TASK TO CARRY OUT
In the data below, copy each line verbatim, starting at the line containing "Every instance of the stone" and ending at the line containing "<point>882,120</point>".

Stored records
=-=-=-=-=

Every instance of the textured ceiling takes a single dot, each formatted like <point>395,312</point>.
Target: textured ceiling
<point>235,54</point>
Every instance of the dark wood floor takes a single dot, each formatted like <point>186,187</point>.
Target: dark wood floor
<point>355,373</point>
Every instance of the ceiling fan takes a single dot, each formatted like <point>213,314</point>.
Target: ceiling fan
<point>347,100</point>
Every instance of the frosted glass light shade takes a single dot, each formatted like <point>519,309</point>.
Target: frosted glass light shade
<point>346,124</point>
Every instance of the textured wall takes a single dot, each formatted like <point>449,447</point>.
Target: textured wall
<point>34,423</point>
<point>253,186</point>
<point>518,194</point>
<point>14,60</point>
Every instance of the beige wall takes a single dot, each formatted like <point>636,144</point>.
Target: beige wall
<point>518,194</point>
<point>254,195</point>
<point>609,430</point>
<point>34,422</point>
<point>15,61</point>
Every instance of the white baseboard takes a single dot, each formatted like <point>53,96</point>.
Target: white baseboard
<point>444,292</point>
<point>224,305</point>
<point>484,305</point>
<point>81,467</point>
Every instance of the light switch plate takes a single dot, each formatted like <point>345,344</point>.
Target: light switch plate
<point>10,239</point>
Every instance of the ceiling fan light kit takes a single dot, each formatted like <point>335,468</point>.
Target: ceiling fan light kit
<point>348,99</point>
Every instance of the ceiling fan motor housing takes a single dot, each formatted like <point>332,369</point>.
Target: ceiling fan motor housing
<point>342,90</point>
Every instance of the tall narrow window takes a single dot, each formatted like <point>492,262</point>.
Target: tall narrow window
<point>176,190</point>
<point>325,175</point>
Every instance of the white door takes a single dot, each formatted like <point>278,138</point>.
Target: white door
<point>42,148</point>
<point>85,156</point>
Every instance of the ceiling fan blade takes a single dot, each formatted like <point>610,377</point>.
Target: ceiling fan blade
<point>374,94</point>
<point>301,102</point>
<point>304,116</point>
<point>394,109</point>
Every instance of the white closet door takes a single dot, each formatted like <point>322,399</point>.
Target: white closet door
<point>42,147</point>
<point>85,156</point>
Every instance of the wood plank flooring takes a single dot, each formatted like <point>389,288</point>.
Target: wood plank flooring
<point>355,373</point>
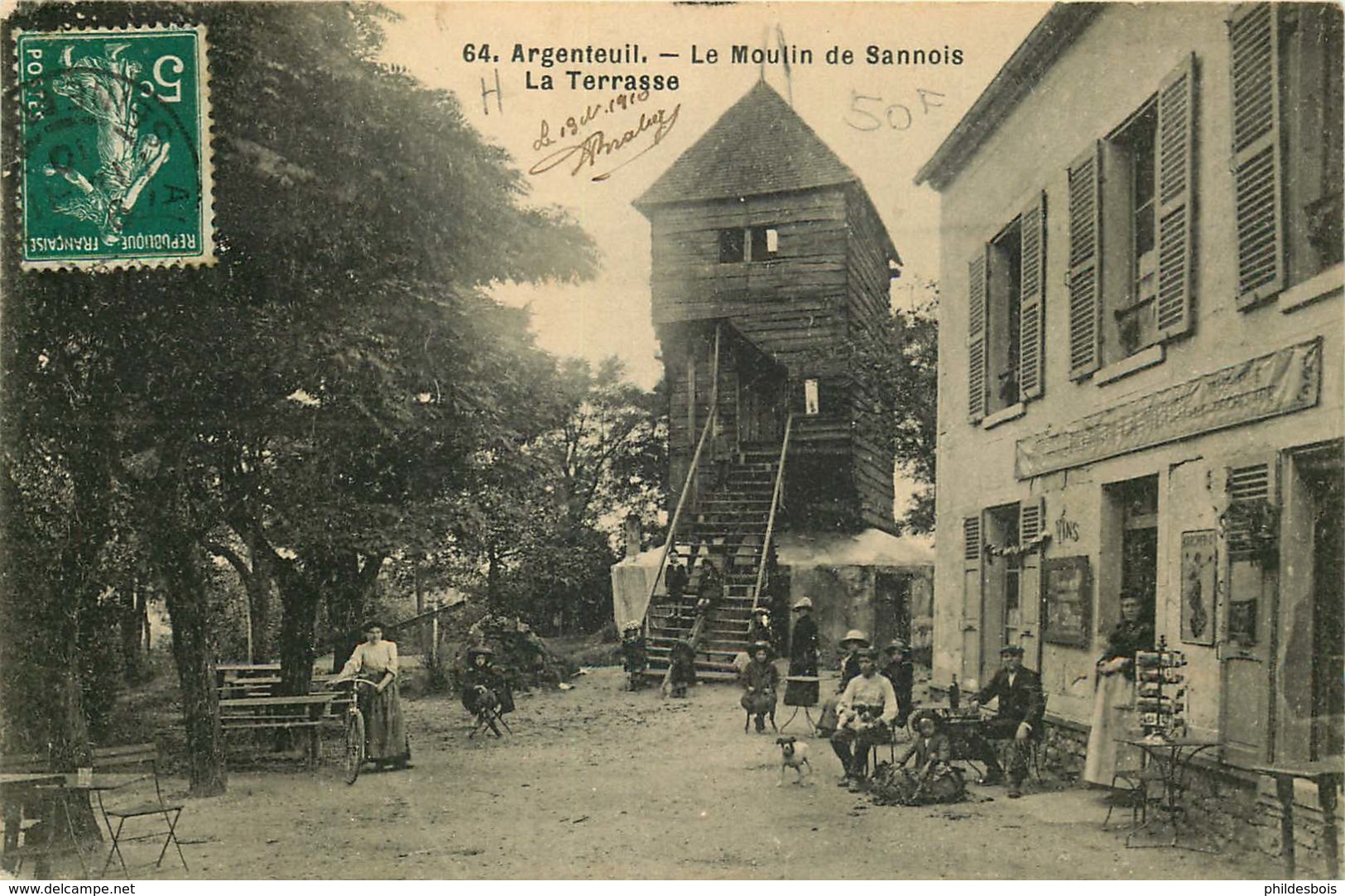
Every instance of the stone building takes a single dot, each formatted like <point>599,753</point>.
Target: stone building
<point>1141,365</point>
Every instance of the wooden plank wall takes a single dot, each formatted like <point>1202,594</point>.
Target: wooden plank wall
<point>830,275</point>
<point>869,283</point>
<point>792,307</point>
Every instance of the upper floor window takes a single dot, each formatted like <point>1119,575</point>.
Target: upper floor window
<point>1286,144</point>
<point>1006,292</point>
<point>748,244</point>
<point>1131,230</point>
<point>732,245</point>
<point>1131,194</point>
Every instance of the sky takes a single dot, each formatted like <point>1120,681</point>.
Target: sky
<point>882,120</point>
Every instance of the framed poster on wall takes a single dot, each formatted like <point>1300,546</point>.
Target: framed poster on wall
<point>1198,587</point>
<point>1069,592</point>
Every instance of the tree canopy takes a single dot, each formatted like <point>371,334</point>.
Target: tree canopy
<point>319,392</point>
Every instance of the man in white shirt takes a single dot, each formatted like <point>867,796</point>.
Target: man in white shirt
<point>865,711</point>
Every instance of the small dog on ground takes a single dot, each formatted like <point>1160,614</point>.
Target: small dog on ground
<point>792,755</point>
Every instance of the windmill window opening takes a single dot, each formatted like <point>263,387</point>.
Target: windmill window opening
<point>748,244</point>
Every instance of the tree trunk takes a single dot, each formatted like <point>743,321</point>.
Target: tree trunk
<point>129,622</point>
<point>260,599</point>
<point>180,561</point>
<point>348,588</point>
<point>299,599</point>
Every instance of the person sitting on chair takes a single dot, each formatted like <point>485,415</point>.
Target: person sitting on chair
<point>483,687</point>
<point>760,683</point>
<point>1017,720</point>
<point>853,642</point>
<point>864,713</point>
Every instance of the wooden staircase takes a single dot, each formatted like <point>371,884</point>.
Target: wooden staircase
<point>729,524</point>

=-=-=-=-=

RESPONSE
Every instance of the stone building takes a single dot, each formatted like <point>599,753</point>.
Target: stone building
<point>1141,365</point>
Every instance of the wooden plank wall takes a single dot, each formatted like <point>1202,594</point>.
Target: wooden plank wall
<point>830,275</point>
<point>869,283</point>
<point>792,307</point>
Every instance of the upper floor window takes a single dot, each formatted like <point>1119,575</point>.
Target: upper floor window
<point>1286,144</point>
<point>1006,292</point>
<point>748,244</point>
<point>1131,230</point>
<point>732,245</point>
<point>1131,194</point>
Every instance of the sky takes a single dot, each formatted like <point>1120,681</point>.
Target: sky
<point>882,120</point>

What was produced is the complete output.